Exercise goal = Each line of the listing that includes "instance" should be reported.

Data section =
:::

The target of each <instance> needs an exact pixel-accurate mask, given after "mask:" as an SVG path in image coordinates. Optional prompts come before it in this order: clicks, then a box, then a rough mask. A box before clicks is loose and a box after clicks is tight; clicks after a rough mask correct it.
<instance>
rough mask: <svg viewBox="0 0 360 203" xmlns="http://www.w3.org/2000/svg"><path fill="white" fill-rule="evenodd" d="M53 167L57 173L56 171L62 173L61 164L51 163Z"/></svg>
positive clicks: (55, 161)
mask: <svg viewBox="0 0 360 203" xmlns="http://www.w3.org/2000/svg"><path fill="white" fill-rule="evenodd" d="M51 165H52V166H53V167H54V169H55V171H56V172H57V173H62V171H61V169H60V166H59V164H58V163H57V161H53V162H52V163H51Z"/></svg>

:::

Response to this exercise =
The target of each <instance> needs an exact pixel-accurate mask, given after "mask:" as an SVG path in image coordinates. Optional prompts come before it in this order: clicks, then a box, then a rough mask. A box before clicks is loose and a box after clicks is tight; clicks after a rough mask correct it.
<instance>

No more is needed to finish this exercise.